### GIVEN EXERCISE
Rescale the entries below by repeating every line, requests included, starting at the line that contains "Would you be so kind as to point out the pregnant" and ending at the last line of the entries, with each point coordinate in the answers multiplied by 0.35 and rounded to a whole number, halves going up. Omit the pictures from your output.

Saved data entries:
★ ★ ★ ★ ★ ★ ★

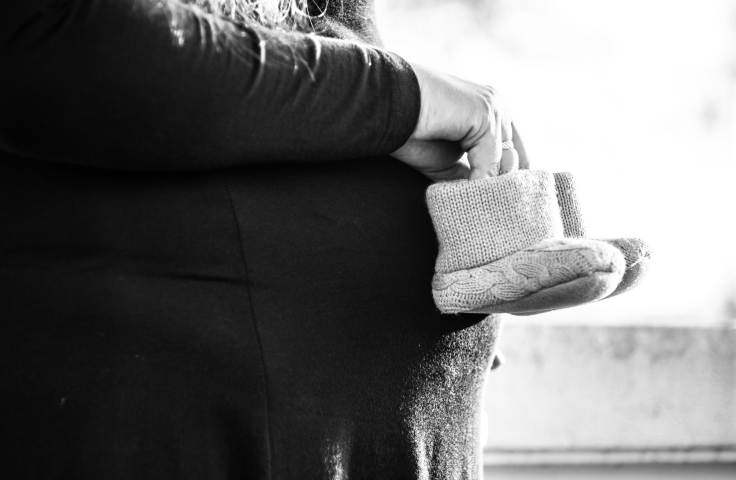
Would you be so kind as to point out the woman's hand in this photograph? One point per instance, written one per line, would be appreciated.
(457, 117)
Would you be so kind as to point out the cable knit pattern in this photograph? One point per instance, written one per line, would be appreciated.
(481, 221)
(549, 263)
(570, 210)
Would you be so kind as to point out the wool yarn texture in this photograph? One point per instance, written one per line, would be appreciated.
(635, 251)
(502, 239)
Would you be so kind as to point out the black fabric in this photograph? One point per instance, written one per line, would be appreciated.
(126, 84)
(265, 320)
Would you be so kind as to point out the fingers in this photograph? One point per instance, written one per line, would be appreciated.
(509, 161)
(519, 146)
(485, 157)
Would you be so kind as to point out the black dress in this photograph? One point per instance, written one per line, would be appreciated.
(209, 266)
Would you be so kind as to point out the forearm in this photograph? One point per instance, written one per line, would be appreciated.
(125, 84)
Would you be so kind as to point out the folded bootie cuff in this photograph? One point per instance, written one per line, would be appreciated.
(480, 221)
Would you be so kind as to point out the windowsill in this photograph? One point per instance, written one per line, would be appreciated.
(612, 394)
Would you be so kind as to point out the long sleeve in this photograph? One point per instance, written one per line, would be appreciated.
(147, 85)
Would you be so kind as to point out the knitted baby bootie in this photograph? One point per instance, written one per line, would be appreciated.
(502, 248)
(635, 251)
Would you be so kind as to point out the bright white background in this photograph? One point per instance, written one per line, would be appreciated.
(638, 99)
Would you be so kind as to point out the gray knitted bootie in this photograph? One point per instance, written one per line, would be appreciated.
(635, 251)
(502, 248)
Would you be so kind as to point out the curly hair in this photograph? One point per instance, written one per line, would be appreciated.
(288, 14)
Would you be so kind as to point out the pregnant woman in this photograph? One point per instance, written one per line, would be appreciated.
(215, 259)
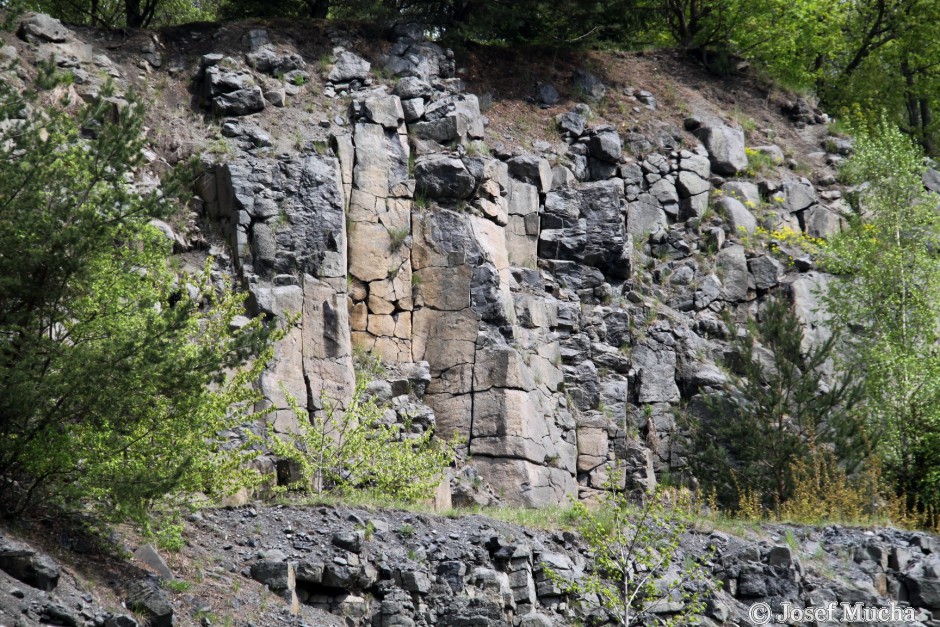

★ ★ ★ ★ ★ ★ ★

### RESULT OF THIS EXERCISE
Would you be so kind as to point out the pregnant woman in this photograph? One point per instance, written one per line, would be appreciated.
(75, 91)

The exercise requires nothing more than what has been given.